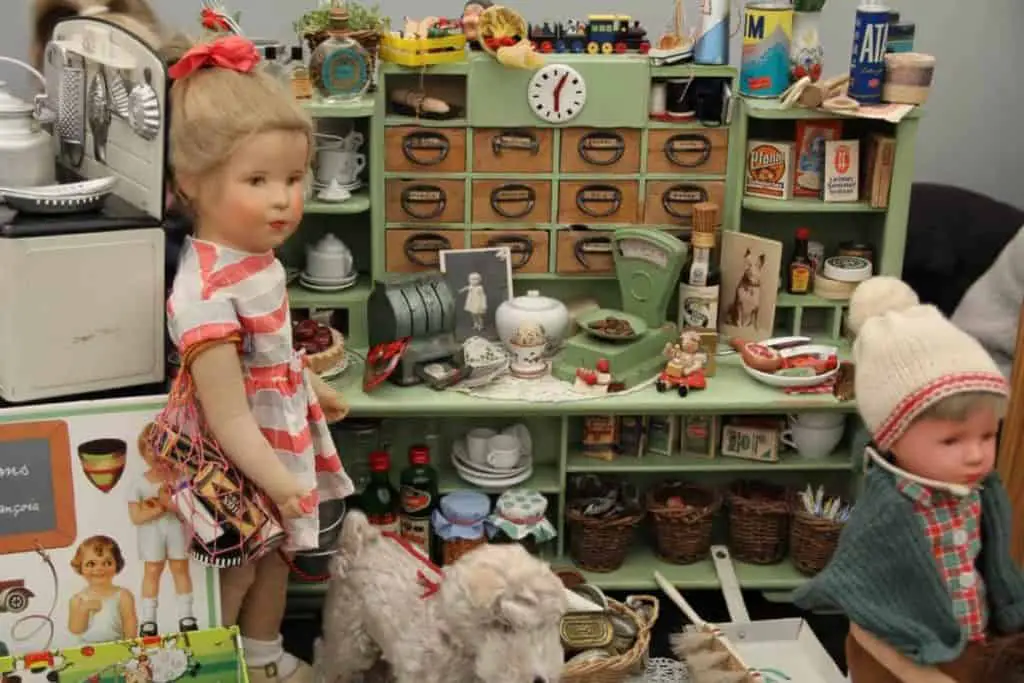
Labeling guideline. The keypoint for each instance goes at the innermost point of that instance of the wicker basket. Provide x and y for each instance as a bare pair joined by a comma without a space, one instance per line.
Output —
--
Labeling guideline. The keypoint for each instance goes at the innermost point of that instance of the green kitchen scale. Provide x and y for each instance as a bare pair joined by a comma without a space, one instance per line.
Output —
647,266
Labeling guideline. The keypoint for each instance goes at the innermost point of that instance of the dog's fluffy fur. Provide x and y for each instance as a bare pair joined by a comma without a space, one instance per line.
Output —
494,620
--
» GIVEN INSTRUCTION:
From the records, gather every row that contains the string "line" and copy each one in full. Matching is case-sensitive.

» FINAL RESULT:
Labeling guideline. The keypoint for each instance goes at the innermost point of that instance of the wicker basket. Provide x and y for each instance as a bare pair joined by a comma without a space, one instance per line.
Labeling guideline. The keypoint for each instance goes at the innermost point of that instance of the green kitchen scale. Provide x and y for each instance as a bare pair joined by a comma without a space, one instance per line.
Labeling guideline. The keypoint for each instance goes at the innermost point of that instance of the dog's fluffy fur. Provide x and y for each instance as a bare pair joined by a comma without a space, one instance per line.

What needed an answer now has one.